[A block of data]

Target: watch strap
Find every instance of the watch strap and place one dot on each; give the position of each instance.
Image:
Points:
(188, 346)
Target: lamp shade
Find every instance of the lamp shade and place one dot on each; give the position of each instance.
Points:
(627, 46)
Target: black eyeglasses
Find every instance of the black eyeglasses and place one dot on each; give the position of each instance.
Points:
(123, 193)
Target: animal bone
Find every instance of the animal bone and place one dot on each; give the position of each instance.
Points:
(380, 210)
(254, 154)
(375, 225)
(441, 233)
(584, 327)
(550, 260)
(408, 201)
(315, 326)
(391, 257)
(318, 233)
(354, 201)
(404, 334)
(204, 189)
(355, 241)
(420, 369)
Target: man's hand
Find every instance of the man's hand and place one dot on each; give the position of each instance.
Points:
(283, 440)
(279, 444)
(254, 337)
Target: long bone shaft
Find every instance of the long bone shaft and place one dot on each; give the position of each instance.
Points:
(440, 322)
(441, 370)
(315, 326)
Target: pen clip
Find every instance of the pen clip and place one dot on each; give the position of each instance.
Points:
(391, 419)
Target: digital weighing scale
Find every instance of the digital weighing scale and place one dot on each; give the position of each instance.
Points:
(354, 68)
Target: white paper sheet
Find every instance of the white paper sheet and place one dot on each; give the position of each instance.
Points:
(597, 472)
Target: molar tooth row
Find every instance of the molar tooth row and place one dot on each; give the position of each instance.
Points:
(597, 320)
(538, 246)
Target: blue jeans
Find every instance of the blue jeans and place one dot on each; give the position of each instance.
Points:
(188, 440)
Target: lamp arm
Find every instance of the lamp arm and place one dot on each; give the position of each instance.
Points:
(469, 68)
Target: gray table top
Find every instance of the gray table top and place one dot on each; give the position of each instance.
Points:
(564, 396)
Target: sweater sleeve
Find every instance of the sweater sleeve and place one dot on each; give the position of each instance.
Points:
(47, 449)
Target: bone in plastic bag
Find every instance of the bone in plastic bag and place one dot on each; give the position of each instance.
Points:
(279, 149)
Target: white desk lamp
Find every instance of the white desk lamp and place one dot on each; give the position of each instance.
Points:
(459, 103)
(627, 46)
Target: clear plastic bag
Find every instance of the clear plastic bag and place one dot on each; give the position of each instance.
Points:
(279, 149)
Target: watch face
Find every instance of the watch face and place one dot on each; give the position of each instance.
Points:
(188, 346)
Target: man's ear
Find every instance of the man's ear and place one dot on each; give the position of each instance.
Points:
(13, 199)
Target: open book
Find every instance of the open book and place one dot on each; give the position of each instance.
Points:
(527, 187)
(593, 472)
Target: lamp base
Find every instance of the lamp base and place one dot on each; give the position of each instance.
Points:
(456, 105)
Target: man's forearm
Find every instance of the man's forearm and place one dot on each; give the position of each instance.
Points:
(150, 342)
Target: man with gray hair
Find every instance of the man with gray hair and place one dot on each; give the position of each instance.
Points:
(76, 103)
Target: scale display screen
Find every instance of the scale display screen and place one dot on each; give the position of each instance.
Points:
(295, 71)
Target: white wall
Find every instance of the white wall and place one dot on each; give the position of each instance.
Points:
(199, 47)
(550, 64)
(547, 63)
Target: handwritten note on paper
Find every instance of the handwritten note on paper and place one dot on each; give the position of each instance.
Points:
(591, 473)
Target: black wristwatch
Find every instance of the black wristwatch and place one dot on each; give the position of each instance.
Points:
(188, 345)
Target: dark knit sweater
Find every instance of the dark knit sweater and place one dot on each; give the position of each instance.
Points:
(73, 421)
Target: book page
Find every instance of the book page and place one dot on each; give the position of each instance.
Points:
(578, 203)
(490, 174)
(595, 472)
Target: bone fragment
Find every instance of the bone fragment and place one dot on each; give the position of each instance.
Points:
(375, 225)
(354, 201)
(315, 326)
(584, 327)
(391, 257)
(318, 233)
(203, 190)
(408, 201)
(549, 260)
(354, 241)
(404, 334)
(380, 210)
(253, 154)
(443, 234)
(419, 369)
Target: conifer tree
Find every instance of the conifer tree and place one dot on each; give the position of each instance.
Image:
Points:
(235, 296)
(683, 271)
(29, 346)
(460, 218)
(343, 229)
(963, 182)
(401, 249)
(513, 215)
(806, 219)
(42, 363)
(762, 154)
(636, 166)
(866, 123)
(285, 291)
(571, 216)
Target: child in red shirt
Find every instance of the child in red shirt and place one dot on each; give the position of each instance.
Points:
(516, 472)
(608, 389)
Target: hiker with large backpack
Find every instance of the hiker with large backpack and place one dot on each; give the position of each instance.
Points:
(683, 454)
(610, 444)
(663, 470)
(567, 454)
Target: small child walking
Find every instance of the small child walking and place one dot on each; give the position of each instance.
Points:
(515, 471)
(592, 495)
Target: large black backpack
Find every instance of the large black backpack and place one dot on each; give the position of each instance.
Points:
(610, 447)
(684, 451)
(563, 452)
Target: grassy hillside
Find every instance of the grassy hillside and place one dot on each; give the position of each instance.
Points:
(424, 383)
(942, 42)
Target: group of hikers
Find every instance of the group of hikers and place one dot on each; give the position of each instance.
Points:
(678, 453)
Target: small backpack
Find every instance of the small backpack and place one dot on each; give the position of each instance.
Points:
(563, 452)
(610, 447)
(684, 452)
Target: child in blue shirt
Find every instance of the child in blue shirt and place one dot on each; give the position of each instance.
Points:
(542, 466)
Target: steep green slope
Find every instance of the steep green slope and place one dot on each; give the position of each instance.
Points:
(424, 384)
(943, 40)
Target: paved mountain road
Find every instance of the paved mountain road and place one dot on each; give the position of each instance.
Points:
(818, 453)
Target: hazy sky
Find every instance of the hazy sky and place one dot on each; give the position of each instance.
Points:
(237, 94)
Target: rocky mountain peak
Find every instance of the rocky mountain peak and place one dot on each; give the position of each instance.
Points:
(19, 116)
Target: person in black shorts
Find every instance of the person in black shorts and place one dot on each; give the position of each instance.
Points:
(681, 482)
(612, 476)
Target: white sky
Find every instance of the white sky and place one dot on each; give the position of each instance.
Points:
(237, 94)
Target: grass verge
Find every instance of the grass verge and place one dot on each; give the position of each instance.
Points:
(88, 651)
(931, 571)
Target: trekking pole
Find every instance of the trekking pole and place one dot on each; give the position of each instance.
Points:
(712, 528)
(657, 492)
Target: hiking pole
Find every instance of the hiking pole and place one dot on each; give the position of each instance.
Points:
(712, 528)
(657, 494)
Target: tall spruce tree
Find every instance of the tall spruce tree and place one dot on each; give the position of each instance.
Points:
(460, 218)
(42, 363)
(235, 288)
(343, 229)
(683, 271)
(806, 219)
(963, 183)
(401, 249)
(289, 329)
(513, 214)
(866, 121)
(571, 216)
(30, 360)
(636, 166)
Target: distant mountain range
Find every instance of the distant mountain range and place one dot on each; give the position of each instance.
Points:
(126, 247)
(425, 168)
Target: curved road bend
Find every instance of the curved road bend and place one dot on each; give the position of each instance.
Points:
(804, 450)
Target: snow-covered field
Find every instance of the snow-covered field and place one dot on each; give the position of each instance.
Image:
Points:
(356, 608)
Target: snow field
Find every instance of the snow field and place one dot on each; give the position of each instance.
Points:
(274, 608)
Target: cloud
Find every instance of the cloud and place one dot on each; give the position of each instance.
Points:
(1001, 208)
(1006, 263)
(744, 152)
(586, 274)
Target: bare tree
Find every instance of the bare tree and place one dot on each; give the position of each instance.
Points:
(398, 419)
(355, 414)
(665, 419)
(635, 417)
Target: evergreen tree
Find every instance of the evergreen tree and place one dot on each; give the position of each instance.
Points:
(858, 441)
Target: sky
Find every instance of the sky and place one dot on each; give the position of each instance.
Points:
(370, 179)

> _Aim_:
Write out all of the lines above again, swapping "place one dot" for "put one mark" everywhere it occurs and leaving the rest untouched.

> _Task response_:
Target: watch strap
Find every instance of the watch strap and put one mark on each; give the position of each instance.
Image:
Points:
(188, 346)
Target: lamp shade
Find every instance of the lamp shade and put one mark on each; give the position of each instance.
Points:
(627, 46)
Target: black eyeglasses
Find every instance of the black eyeglasses and put one mark on each; give the position of each instance.
Points:
(123, 193)
Target: animal bone
Find every instance of the animal bone and put one mark on each; give the position of each instance.
Points:
(380, 210)
(254, 154)
(375, 225)
(441, 233)
(584, 327)
(550, 260)
(408, 201)
(315, 326)
(391, 257)
(318, 233)
(354, 201)
(404, 334)
(204, 189)
(355, 241)
(420, 369)
Target: man's hand
Find every instance of the man's hand and put one mark on each; give the position of each instance.
Points:
(283, 440)
(279, 444)
(254, 337)
Target: long bone shaft
Find every instance of the long bone shaft and put one mark on each; give the position of each instance.
Points:
(440, 322)
(441, 370)
(315, 326)
Target: pen clip
Find every instance of the pen clip and put one mark on each; give the position of each instance.
Points:
(391, 419)
Target: digital weighing scale
Find every instance of the digital weighing scale and put one mark on each; give the position of each instance.
Points:
(354, 68)
Target: white paper sheet
Find every instance of the white paper sheet and put one mark on each; give the position of each instance.
Points:
(597, 472)
Target: molar tooth row
Find every instance of the molar tooth row and put one mark on each; give the position of each instance.
Points:
(597, 320)
(538, 246)
Target: blue jeans
Find every instance of the blue jeans and put one mark on each; give the position of each instance.
Points:
(188, 440)
Target: lamp arm
Find every instance of the lamp arm and put one mark on each; give the position of each instance.
Points:
(469, 68)
Target: gray table top
Find every instance of the gray table top and put one mark on each; give the position of each instance.
Points:
(564, 396)
Target: sweater sleeve
Find every instance of the sweater sleeve and put one mark on each; give the position of each instance.
Points:
(47, 449)
Target: bone in plastic bag
Find every instance of the bone in plastic bag and put one mark on each; give the position of each instance.
Points:
(279, 149)
Target: white desk lamp
Find every instance of the white desk lamp and put one mark on each; give the position of each instance.
Points:
(459, 103)
(627, 46)
Target: clear plastic bag
Find every instance of the clear plastic bag and put one mark on each; give the position of each instance.
Points:
(279, 149)
Target: watch face
Find every instance of the watch face and put one mark on each; give the position of each instance.
Points:
(188, 346)
Target: man's ear
Find every instance of the man's ear and put one mark on each; give the position of each instance.
Points:
(13, 199)
Target: open book
Find every instance of the open book and put one mark on each; give the position of each instance.
Points:
(527, 187)
(593, 472)
Target: lamp base
Find every instance of the lamp base and put one mark on each; give the position of each instance.
Points:
(456, 105)
Target: man's forearm
Find every instance of the man's forearm and put one mark on each; give the position of each instance.
Points:
(150, 342)
Target: man with gray hair
Find every instance of the man with gray hair and put one mark on each; give the position of each instance.
Points:
(76, 103)
Target: scale display screen
Find every instance of the scale display screen and put one mark on each; give the position of each instance.
Points:
(295, 71)
Target: white wall
Find every instance of the white wall and put one mark on each; give the position of each instance.
Points:
(199, 47)
(550, 64)
(547, 63)
Target: handwritten note on paper
Find every instance of the handwritten note on paper and put one mark on each; give the position of each instance.
Points:
(591, 473)
Target: black wristwatch
Find every instance of the black wristwatch and put one mark on each; give the position of each instance.
Points:
(188, 345)
Target: dark knit sweater
Find every instance of the dark knit sweater and put one mark on each; give the position of each instance.
Points:
(73, 421)
Target: book page
Find every instance of the book page and put one mark on each; give the position of each instance.
Points:
(578, 203)
(490, 174)
(595, 472)
Target: bone fragment
Find every instance of the bone fragment and put one mark on each; give the position of each instance.
Points:
(375, 225)
(354, 201)
(315, 326)
(584, 327)
(391, 257)
(318, 233)
(203, 190)
(408, 201)
(549, 260)
(354, 241)
(404, 334)
(380, 210)
(253, 154)
(443, 234)
(419, 369)
Target: conifer tree
Find every instance of the conifer tree and put one mark on each; give the position of each instance.
Image:
Points:
(235, 296)
(683, 271)
(29, 346)
(460, 218)
(343, 229)
(963, 182)
(401, 249)
(513, 215)
(806, 219)
(42, 363)
(762, 154)
(636, 166)
(866, 123)
(285, 291)
(571, 216)
Target: child in red shirt
Find every instance of the child in red shirt and put one mark on each; give the position of each instance.
Points:
(516, 472)
(608, 389)
Target: hiker with large backpack
Find every instance of the hiker with large backpack and put one mark on each; give the position of each instance.
Points:
(683, 454)
(610, 444)
(663, 470)
(567, 454)
Target: small child walking
Find every instance of the small child walking and put one mark on each; give the position of each instance.
Points:
(515, 471)
(592, 495)
Target: large black backpack
Find every instance of the large black backpack and put one mark on each; give the position of each instance.
Points:
(610, 447)
(684, 451)
(563, 452)
Target: grassy hillside
Find every instance of the grassy hillside and put one mark on each; give the position of each instance.
Points:
(424, 383)
(942, 42)
Target: group of hikers
Find every instance of the group of hikers and put one mark on each; give the position of each instance.
Points:
(678, 453)
Target: small backpack
Find every instance of the small backpack and put one mark on each; give the position of each instance.
Points:
(563, 452)
(610, 447)
(684, 452)
Target: child in blue shirt
Find every instance of the child in blue shirt and put one mark on each; give the position of each instance.
Points:
(542, 466)
Target: steep green slope
Find every instance of the steep green slope and put one mark on each; give the position of each instance.
Points:
(424, 384)
(943, 40)
Target: paved mountain road
Find every instance of the paved mountain road and put one mark on each; give the position of each instance.
Points:
(818, 453)
Target: hazy sky
Find every instance of the hazy sky and put one mark on each; give the position of each instance.
Points:
(237, 94)
Target: rocky mountain peak
Find every instance of the rocky mountain peak and put one mark on each; give the position of each instance.
Points:
(19, 116)
Target: person in black shorts
Find every instance of the person in black shorts and put one mark on each; give the position of each instance.
Points:
(681, 482)
(612, 476)
Target: white sky
Find every instance of the white sky and put one mark on each; give the position of each instance.
Points:
(237, 94)
Target: grass verge
Find every instance of the grass verge and put one mark on each; give the position of each instance.
Points:
(88, 651)
(931, 571)
Target: trekking pole
Find every instance of the trekking pole and put one mark on each; give the position of each instance.
Points:
(712, 528)
(657, 492)
Target: hiking pole
Find every instance of the hiking pole and put one mark on each; give the position of each instance.
Points:
(712, 528)
(657, 494)
Target: tall spruce tree
Find every instance of the tall spruce tree and put one mark on each; give the position of each instance.
Points:
(460, 218)
(42, 363)
(235, 288)
(343, 229)
(683, 271)
(806, 219)
(963, 183)
(401, 249)
(289, 329)
(513, 214)
(866, 121)
(571, 216)
(30, 360)
(636, 166)
Target: distant mountain range
Find every instance of the distant mountain range and put one mark on each; give the position of each instance.
Points:
(126, 247)
(425, 168)
Target: curved road bend
Find every instance of the curved road bend and put one mark on each; give the position of each instance.
Points:
(804, 450)
Target: snow-covered field
Find every instance of the snow-covered field and put one mark on each; give the position of each instance.
Image:
Points:
(356, 608)
Target: snow field
Find every instance of the snow field and put one mark on each; give the position of each instance.
Points:
(274, 608)
Target: cloud
Find every instance of the cloud and put one mark on each; give the position of each instance.
Points:
(1001, 208)
(1006, 263)
(744, 152)
(586, 274)
Target: bare tree
Find every instance of the bare tree and put one mark on each; give the position of each instance.
Points:
(398, 419)
(355, 414)
(665, 419)
(635, 417)
Target: evergreen tree
Find every instance of the evergreen tree and put one mark on each; give the position of each instance.
Points:
(858, 441)
Target: sky
Find every instance of the sky and put one mark on each; give the position of each instance.
Points:
(370, 179)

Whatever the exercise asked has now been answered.